Repeat every one of the rows below word for word, changing nothing.

---

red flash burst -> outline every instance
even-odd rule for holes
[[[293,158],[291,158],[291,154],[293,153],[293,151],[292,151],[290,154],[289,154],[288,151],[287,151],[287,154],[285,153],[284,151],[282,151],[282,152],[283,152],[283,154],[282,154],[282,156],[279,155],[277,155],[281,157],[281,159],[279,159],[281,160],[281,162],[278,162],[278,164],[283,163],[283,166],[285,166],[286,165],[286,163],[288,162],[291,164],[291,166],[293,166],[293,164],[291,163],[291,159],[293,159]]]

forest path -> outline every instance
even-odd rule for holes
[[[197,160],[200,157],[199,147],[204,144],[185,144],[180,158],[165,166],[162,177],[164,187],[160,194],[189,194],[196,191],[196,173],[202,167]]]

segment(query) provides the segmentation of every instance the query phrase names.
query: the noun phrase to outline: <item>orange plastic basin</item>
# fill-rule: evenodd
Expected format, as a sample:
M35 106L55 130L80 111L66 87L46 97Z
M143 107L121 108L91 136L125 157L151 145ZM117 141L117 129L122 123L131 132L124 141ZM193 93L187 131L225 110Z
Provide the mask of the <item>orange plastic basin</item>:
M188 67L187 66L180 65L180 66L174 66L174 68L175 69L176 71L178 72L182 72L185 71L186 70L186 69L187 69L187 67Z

---

Correct answer:
red flash burst -> outline every instance
even-odd rule for holes
[[[293,158],[291,158],[291,154],[293,153],[293,151],[292,151],[290,154],[289,154],[288,151],[287,151],[287,154],[285,153],[284,151],[282,151],[282,152],[283,152],[283,154],[282,154],[282,156],[279,155],[277,155],[281,157],[281,159],[279,159],[281,160],[281,162],[278,162],[278,164],[283,163],[283,166],[285,166],[286,165],[286,163],[288,162],[291,164],[291,166],[293,166],[293,164],[291,163],[291,159],[293,159]]]

forest path -> outline every instance
even-odd rule for holes
[[[197,160],[200,157],[199,147],[204,144],[185,144],[180,158],[165,166],[162,177],[164,187],[160,194],[189,194],[196,191],[196,173],[202,167]]]

segment(query) provides the segmentation of every instance the query phrase names.
query: the noun phrase to outline: <item>orange plastic basin</item>
# fill-rule: evenodd
Expected format, as a sample:
M35 106L55 130L80 111L66 87L46 97Z
M143 107L121 108L91 136L125 157L151 145ZM117 141L117 129L122 123L131 132L124 141ZM193 93L187 131L225 110Z
Provide the mask of the <item>orange plastic basin</item>:
M188 67L187 66L180 65L180 66L174 66L174 68L175 69L176 71L178 72L182 72L185 71L186 70L186 69L187 69L187 67Z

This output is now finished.